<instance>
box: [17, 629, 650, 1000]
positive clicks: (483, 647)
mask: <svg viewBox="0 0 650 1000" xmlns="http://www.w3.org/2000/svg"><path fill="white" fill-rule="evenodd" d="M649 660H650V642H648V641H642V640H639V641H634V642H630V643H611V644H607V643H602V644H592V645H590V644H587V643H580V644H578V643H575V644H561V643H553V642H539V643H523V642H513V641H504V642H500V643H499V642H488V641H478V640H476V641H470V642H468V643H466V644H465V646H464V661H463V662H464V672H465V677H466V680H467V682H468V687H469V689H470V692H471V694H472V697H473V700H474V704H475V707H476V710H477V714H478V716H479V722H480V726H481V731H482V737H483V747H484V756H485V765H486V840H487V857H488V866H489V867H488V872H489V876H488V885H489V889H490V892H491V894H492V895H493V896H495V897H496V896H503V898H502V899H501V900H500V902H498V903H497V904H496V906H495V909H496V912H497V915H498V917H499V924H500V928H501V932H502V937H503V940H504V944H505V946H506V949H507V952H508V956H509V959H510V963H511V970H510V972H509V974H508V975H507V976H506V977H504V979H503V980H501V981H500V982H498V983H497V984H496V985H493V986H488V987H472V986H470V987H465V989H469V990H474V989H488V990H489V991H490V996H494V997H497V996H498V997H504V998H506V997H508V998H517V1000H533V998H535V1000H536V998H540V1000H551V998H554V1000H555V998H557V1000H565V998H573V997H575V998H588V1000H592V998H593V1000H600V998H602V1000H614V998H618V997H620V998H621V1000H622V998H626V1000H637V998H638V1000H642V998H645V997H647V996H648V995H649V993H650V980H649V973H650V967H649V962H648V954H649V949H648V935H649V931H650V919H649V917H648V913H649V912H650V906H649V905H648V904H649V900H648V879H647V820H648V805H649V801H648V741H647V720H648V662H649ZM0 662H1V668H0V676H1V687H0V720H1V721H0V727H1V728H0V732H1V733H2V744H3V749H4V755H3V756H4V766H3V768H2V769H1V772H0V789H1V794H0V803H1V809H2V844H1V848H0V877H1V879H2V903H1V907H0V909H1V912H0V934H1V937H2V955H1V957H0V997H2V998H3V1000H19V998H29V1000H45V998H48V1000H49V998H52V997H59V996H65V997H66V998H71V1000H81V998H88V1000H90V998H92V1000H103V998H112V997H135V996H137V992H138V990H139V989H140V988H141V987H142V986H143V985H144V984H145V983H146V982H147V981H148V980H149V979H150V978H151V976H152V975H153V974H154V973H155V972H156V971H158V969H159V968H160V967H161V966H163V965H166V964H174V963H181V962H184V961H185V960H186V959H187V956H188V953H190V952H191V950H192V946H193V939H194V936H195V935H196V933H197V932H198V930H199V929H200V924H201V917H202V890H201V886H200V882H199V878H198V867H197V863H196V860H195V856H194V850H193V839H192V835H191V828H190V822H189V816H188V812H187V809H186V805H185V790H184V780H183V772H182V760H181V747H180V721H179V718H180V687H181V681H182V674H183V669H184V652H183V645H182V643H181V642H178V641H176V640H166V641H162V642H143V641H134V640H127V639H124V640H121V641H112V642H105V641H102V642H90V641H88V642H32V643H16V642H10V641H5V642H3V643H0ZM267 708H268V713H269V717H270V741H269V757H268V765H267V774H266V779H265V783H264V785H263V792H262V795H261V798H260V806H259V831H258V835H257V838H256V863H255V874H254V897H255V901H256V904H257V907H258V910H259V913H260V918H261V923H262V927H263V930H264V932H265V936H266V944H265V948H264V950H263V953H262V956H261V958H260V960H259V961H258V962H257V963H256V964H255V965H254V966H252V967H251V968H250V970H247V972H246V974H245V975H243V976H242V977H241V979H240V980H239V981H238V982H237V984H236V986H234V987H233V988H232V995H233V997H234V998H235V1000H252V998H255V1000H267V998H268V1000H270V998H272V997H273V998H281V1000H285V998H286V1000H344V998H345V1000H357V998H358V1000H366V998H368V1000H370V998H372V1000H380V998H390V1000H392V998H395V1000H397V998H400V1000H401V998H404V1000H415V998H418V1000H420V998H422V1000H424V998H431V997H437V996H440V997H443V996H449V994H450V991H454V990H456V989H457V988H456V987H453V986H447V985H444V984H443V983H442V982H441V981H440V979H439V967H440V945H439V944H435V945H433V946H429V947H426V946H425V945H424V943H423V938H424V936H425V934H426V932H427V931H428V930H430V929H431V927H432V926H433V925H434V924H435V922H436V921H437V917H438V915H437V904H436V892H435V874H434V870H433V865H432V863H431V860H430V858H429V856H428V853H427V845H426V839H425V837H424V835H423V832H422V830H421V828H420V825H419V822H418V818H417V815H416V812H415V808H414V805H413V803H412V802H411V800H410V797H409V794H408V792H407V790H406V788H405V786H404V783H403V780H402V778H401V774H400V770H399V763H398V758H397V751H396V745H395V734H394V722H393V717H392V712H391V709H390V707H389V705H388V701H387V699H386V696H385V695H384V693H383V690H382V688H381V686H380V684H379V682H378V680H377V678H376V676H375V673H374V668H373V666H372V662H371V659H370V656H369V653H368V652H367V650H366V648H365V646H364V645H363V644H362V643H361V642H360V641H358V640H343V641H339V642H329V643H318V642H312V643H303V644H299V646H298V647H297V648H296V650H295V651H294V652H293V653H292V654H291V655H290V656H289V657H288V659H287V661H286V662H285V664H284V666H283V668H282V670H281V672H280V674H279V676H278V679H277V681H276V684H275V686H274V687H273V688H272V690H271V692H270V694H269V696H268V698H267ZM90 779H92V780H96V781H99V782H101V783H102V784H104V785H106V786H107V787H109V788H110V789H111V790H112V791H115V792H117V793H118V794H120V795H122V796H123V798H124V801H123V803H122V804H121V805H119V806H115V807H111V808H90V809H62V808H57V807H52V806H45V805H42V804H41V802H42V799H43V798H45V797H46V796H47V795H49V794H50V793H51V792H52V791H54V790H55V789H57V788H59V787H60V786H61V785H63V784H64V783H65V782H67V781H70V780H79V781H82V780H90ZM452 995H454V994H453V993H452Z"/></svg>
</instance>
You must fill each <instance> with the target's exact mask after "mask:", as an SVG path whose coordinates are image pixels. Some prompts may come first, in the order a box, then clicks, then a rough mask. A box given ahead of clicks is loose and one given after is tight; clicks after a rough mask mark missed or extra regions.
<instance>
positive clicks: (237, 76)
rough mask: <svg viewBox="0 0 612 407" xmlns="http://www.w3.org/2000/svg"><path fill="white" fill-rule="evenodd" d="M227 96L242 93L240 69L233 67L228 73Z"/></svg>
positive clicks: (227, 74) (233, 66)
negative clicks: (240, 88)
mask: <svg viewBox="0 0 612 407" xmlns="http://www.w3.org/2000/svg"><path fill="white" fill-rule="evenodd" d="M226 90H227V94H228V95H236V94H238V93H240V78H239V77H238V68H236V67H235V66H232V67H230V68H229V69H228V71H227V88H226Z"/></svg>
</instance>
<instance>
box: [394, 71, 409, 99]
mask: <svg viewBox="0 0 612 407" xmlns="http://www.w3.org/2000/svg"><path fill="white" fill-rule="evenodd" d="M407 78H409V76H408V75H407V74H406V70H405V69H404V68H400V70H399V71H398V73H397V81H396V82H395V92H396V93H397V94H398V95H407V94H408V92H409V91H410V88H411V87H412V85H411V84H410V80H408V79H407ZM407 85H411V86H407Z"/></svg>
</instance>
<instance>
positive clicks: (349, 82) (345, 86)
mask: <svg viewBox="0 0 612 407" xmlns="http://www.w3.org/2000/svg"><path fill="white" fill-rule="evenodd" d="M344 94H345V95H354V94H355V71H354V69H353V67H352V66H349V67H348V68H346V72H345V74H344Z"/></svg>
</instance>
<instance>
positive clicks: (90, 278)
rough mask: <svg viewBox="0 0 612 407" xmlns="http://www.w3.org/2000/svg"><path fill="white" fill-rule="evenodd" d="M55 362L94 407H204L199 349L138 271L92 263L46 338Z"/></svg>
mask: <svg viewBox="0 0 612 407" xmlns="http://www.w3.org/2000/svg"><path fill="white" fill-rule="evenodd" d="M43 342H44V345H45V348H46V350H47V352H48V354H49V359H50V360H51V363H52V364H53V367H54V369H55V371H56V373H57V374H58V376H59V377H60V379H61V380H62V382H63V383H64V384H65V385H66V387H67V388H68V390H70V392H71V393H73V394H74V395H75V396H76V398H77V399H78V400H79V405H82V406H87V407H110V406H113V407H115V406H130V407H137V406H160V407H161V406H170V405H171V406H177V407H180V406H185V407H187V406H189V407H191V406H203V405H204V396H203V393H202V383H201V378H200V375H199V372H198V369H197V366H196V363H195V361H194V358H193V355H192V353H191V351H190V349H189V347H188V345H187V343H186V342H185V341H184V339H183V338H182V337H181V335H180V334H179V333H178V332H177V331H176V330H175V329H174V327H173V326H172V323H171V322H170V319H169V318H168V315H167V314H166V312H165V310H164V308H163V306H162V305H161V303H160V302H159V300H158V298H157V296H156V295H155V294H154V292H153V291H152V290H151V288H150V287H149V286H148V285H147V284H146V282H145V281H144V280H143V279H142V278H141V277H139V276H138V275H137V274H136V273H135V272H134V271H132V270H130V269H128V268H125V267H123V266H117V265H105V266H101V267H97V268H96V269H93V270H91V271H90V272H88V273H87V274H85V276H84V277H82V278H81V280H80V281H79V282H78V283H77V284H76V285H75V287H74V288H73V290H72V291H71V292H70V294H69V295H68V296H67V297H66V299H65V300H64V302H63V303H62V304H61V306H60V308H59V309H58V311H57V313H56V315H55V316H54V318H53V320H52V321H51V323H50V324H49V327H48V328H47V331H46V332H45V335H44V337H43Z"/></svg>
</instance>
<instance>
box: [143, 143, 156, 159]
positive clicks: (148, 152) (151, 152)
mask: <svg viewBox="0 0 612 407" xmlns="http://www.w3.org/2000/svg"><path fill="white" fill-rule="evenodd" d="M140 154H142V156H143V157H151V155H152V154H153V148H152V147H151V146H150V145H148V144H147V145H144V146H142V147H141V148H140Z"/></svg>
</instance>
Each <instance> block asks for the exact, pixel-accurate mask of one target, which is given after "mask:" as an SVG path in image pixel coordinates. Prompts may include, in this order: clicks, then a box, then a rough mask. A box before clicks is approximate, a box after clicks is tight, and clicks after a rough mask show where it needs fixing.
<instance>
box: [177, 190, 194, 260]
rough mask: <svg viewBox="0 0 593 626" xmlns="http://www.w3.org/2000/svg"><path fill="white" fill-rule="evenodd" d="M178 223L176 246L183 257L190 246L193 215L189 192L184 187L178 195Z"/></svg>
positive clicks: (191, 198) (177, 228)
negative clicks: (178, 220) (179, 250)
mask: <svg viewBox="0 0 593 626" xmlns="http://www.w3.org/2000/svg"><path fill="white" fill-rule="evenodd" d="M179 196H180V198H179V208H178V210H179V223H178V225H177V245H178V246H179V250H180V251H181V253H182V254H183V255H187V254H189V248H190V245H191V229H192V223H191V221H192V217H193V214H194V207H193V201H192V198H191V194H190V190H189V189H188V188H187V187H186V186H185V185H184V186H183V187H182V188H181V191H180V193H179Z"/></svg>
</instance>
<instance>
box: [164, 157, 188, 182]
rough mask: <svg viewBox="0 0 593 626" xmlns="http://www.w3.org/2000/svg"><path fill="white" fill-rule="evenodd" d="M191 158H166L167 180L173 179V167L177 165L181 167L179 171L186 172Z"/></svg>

**Task brief:** Lines from the one with "negative clicks: (178, 220) (179, 250)" through the final line of the listing above should be duplicated word for word, and nothing else included.

**Reply to the task:**
negative clicks: (178, 220) (179, 250)
mask: <svg viewBox="0 0 593 626" xmlns="http://www.w3.org/2000/svg"><path fill="white" fill-rule="evenodd" d="M179 196H180V198H179V208H178V210H179V223H178V225H177V245H178V246H179V250H180V251H181V253H182V254H183V255H187V254H189V248H190V245H191V229H192V223H191V221H192V217H193V214H194V207H193V201H192V198H191V194H190V190H189V189H188V188H187V187H186V186H185V185H184V186H183V187H182V188H181V191H180V193H179Z"/></svg>
</instance>
<instance>
box: [164, 157, 188, 182]
rough mask: <svg viewBox="0 0 593 626" xmlns="http://www.w3.org/2000/svg"><path fill="white" fill-rule="evenodd" d="M191 158H166L167 180L173 179V167L177 165L181 167L179 171L186 172Z"/></svg>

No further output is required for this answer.